## REQUIRED WORK
Render the records as a two-column CSV with the header row text,answer. Give one row per record, with each field in quotation marks and line breaks replaced by spaces. Start at the line containing "Wildlife-count tagging: point out every instance of the blue sky" and continue through the end of the records.

══ RECORDS FOR THE EXERCISE ══

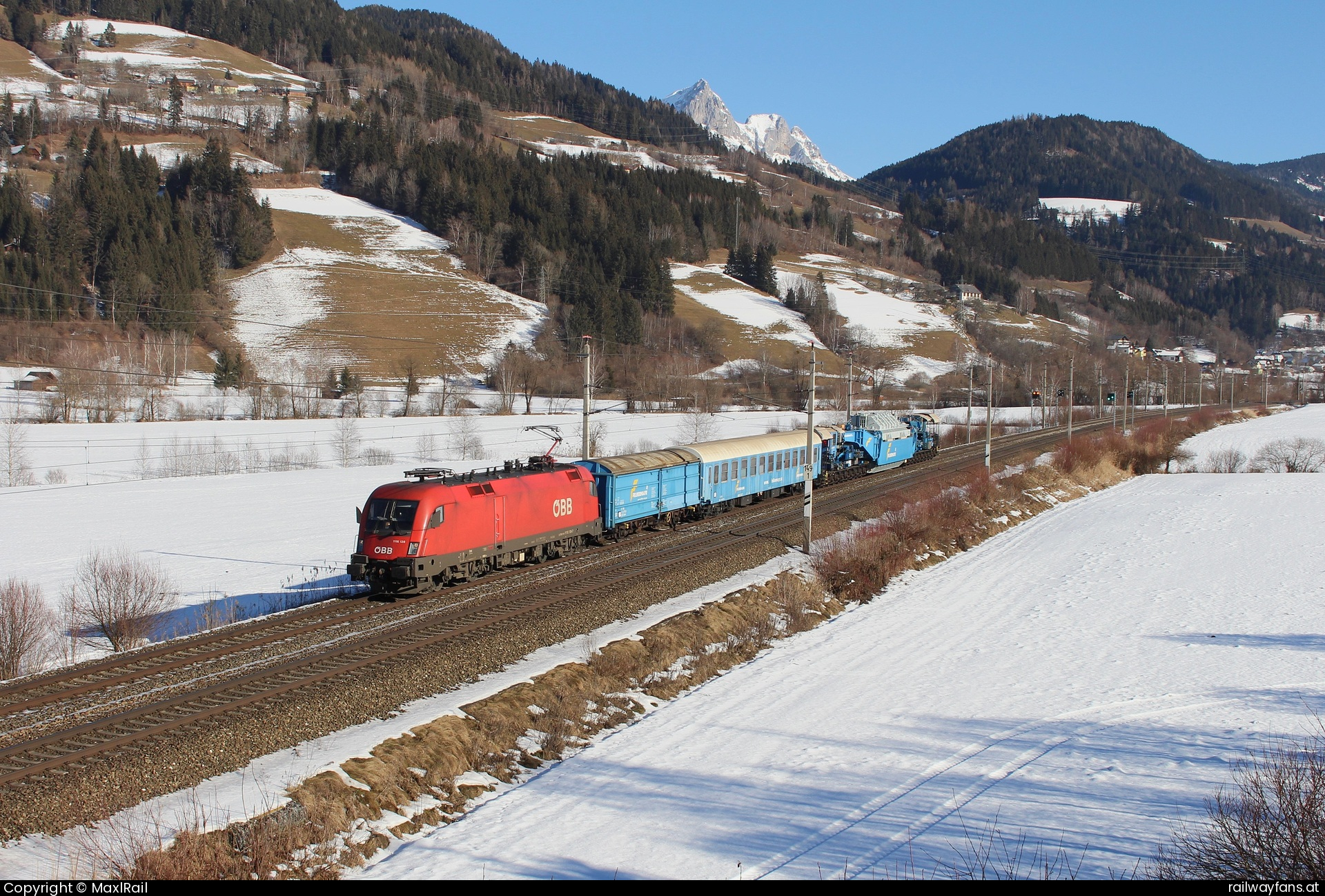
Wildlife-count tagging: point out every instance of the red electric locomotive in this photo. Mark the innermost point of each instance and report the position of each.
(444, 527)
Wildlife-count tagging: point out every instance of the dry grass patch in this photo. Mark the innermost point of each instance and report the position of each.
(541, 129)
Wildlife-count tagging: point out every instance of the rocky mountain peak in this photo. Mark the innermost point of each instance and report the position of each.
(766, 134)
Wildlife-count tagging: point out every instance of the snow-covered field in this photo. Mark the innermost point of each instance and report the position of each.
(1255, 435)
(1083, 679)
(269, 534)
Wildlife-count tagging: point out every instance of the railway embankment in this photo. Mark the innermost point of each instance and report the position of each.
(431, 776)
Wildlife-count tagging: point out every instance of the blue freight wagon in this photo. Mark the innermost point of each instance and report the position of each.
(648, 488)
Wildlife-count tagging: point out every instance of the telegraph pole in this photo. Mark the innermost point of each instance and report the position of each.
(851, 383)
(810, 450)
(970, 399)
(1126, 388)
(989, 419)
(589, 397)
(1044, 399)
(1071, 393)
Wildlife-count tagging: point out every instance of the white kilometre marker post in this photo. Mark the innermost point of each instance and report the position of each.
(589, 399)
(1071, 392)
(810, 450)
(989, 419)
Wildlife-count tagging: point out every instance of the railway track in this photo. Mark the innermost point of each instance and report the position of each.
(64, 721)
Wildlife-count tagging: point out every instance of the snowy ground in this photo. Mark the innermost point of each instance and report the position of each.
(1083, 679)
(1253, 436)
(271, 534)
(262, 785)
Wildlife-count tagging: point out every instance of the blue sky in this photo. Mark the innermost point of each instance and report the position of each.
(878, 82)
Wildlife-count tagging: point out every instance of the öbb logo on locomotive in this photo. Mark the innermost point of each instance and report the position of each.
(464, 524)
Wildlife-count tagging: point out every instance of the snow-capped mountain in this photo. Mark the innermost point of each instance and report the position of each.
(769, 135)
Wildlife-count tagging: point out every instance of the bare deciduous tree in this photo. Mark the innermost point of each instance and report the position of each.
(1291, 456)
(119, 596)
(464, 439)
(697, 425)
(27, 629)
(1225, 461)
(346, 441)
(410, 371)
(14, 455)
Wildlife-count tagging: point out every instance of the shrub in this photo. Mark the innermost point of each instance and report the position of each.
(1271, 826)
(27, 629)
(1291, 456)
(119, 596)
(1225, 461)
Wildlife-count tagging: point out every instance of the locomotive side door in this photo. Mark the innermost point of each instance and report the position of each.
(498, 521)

═══

## WRITTEN RESPONSE
text,answer
"Wildlife-count tagging: point out every instance of the blue sky in this photo. Mark the innermost point of each instance and report the position of each.","(878, 82)"
"Wildlife-count tagging: point out every instance of the öbb logo on locomotive in this photo. Mark the innermost point of each instance and report the position of each.","(464, 524)"
"Wildlife-count tagging: point out every instance of the snow-capped mountain in this photo. Mark the innermost point of each instance and report the position of each.","(769, 135)"
"Wildlife-count tagging: point out every instance of the bare deciduous tree in this photo. Mark the innermost point of each instance and report the position of each.","(1291, 456) (119, 596) (464, 439) (697, 425) (27, 629) (1225, 461) (346, 441) (410, 371) (14, 455)"
"Wildlife-count tagging: point out every instance of the shrub in this photo. Mark the innermost point of each instance and report the position of each.","(1271, 826) (27, 629) (1291, 456) (119, 596) (1225, 461)"
"Wildlife-count tagging: point out every instance of the locomotive side door in this photo. Mark the innermost point of each instance and report the position of each.","(498, 521)"